** Text for analysis follows **

What is pathological gambling and where to get help

SCHLICHTER'S TROUBLED ROAD
        1977: Signs with Ohio State, most highly touted quarterback prospect ever.

        1979: On cover of Sports Illustrated, fourth in Heisman trophy voting.

        1982: No. 1 NFL draft choice by the Baltimore Colts. Gambles away $350,000 signing bonus.

        1983: Suspended by NFL for gambling.

        1984: Reinstated by the NFL.

        1987-94: Arrested four times on charges of bank fraud, unlawful gambling and writing bad checks.

        1998: Files bankruptcy, listing $1 million in debts.

        1990-92: Plays Arena minor league football, named MVP with Detroit in 1990.

        1993-94: Hosts sports talk-radio show on Cincinnati's WSAI—AM.

        1994: Moves to Las Vegas, charged with federal and state crimes, including a charge of grand theft in Hamilton County.

        1995: Serves prison time in Terre Haute, Ind.

        1997: Caught betting while in treatment, sent back to jail.

        May 2000: Charged with money laundering and fraud, arrested after a three-day manhunt.

        Today: Jailed in Indianapolis, awaiting legal moves.

** End of Text for analysis **
** Record excerpts follows **

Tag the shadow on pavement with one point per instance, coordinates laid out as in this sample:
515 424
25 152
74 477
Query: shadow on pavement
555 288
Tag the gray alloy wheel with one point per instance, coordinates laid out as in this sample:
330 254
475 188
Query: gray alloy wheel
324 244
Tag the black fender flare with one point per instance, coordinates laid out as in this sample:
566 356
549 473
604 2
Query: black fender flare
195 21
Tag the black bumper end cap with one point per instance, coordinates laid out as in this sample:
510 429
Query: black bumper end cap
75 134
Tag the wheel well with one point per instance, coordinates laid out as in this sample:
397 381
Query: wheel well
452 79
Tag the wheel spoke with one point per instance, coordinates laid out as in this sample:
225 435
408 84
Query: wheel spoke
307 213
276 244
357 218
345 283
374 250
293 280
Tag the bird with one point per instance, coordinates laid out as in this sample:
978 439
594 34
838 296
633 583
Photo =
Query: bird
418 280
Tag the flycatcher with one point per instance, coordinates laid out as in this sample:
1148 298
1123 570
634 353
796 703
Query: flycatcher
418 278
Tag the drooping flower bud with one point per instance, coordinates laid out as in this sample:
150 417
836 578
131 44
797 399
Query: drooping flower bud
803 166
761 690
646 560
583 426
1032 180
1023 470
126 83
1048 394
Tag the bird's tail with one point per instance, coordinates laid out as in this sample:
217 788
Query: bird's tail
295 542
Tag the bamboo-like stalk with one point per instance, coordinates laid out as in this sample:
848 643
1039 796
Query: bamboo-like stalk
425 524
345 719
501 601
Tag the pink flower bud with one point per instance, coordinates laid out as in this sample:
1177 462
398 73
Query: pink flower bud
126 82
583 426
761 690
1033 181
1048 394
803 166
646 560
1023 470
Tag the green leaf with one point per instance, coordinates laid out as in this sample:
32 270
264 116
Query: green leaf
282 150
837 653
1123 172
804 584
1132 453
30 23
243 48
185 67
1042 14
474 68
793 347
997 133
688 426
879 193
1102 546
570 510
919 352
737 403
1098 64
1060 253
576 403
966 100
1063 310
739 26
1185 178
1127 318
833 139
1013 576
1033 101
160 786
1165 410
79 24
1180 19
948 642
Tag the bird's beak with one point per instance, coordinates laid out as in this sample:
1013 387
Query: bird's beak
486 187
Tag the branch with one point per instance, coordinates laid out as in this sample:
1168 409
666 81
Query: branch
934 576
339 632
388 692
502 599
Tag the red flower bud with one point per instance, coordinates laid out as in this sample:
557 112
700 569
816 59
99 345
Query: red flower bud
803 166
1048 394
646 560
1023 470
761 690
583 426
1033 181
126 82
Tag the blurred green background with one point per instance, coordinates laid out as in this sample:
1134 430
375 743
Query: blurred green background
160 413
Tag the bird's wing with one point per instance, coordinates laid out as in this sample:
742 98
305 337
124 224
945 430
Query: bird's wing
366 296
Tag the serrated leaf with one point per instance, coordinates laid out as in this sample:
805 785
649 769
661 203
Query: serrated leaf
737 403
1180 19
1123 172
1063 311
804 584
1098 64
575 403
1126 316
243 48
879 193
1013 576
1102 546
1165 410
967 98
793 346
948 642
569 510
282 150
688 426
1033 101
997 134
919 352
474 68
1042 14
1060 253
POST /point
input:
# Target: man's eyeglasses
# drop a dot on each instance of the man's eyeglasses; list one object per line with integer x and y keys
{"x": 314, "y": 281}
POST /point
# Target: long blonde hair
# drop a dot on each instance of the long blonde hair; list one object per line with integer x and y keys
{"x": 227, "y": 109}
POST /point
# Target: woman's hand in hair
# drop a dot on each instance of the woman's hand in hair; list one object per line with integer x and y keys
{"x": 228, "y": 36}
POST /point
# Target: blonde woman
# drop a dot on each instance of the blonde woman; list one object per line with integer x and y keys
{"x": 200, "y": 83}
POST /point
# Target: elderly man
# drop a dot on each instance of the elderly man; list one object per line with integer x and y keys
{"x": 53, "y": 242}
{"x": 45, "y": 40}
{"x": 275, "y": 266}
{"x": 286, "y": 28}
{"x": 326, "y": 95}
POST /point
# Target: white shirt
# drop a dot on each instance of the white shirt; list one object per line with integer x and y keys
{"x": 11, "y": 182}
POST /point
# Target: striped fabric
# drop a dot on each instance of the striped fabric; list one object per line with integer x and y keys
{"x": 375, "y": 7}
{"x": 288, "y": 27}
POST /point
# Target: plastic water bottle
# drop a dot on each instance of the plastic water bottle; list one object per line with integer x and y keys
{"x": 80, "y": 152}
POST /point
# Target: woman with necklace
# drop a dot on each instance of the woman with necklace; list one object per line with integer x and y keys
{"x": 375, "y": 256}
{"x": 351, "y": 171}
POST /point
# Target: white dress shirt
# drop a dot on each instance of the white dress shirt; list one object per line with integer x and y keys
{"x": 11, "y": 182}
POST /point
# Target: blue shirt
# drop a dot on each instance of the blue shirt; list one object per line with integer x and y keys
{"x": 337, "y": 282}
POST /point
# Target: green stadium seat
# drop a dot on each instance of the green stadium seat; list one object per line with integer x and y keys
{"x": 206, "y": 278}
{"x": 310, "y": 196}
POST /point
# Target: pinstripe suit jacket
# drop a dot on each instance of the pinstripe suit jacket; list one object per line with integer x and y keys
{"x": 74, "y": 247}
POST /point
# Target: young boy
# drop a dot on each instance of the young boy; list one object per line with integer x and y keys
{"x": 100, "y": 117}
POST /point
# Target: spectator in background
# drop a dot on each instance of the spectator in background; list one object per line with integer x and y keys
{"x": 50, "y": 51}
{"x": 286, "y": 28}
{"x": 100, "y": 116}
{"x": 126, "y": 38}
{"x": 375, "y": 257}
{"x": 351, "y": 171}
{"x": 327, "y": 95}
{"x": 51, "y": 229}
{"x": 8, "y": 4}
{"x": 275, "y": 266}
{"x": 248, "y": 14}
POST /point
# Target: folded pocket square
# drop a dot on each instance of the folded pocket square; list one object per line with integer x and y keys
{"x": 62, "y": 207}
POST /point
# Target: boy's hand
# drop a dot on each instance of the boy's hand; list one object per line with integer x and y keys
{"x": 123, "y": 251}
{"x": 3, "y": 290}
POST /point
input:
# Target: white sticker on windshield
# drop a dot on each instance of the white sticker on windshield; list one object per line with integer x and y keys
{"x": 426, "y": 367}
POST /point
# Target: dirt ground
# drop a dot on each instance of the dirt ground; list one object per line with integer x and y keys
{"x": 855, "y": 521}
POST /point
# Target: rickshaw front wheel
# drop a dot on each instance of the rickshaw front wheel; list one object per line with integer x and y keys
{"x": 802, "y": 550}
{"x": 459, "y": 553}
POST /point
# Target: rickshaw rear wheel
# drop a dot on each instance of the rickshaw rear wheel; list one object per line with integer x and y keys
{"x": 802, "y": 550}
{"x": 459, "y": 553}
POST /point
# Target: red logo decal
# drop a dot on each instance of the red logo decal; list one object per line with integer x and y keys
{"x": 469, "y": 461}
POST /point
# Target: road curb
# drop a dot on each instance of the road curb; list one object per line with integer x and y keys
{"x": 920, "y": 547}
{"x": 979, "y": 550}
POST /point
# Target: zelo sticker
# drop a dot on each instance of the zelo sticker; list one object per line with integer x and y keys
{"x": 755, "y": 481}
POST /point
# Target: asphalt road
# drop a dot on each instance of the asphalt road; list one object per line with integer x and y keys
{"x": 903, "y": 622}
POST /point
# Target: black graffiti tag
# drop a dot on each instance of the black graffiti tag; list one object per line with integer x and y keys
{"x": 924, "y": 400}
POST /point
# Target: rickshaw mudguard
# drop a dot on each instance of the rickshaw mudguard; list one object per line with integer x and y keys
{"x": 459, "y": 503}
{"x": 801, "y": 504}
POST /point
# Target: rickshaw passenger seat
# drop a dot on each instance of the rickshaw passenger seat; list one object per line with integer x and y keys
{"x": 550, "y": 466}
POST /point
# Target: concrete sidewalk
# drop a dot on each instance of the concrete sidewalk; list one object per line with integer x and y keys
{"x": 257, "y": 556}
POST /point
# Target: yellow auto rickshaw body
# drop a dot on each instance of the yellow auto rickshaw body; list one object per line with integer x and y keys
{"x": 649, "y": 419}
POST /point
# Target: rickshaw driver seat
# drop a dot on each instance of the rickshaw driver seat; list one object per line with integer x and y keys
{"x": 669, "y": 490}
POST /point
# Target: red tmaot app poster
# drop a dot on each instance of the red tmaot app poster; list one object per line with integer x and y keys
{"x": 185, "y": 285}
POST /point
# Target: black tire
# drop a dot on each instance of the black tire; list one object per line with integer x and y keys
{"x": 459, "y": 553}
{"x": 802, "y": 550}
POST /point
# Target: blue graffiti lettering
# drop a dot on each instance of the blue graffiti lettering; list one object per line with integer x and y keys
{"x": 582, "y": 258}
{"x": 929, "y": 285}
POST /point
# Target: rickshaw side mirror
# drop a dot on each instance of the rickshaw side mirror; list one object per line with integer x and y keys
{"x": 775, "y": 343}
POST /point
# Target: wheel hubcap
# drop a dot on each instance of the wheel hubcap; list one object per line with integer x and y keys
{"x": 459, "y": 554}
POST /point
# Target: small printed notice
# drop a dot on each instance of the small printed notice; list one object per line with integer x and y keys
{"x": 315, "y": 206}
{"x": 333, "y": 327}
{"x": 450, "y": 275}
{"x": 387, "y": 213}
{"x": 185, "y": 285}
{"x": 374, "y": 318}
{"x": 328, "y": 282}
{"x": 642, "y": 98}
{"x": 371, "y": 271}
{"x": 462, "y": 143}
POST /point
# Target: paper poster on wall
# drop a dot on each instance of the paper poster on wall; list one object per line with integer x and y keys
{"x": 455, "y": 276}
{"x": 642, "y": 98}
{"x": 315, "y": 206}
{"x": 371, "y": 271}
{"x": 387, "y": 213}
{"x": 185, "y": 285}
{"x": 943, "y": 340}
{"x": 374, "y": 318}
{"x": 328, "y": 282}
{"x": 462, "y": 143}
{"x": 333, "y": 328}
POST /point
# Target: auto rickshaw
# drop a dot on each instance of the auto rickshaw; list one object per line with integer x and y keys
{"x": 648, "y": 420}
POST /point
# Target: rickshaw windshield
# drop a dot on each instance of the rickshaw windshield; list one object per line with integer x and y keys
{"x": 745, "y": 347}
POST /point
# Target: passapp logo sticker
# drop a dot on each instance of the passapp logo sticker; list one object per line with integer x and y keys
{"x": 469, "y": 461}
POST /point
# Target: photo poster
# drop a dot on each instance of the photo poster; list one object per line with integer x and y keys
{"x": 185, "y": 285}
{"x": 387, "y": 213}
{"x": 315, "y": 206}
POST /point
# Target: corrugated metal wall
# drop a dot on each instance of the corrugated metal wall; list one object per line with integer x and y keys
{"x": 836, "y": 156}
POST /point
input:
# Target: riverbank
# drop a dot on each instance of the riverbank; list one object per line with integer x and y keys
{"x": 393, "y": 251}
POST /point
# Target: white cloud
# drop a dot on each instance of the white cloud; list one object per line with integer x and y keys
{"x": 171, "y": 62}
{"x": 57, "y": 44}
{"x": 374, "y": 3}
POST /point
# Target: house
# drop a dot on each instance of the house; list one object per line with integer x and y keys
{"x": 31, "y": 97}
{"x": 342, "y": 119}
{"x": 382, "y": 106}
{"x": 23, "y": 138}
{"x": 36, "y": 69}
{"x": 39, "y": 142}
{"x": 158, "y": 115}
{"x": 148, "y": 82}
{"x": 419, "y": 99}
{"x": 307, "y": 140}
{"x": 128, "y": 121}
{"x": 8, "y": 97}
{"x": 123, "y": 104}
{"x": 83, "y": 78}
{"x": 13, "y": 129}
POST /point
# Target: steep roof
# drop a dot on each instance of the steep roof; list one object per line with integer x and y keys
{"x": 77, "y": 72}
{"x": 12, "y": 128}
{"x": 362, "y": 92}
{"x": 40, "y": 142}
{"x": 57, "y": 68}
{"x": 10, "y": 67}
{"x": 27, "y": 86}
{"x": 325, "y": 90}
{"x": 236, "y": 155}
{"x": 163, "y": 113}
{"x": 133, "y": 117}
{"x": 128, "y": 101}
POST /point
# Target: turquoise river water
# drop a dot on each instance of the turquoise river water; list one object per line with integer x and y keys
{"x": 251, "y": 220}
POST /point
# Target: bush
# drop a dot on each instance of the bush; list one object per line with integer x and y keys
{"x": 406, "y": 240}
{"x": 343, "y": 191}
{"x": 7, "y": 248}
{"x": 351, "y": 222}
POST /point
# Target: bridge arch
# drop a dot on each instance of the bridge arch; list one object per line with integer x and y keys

** End of Record excerpts **

● **Brief 1**: According to the Schlichter timeline, where did he serve prison time in 1995?
● **Brief 2**: Please retype the part of the Schlichter timeline starting at "What is pathological" and ending at "quarterback prospect ever.".

● **Exercise answer 1**: Terre Haute, Ind.

● **Exercise answer 2**:
What is pathological gambling and where to get help

SCHLICHTER'S TROUBLED ROAD
        1977: Signs with Ohio State, most highly touted quarterback prospect ever.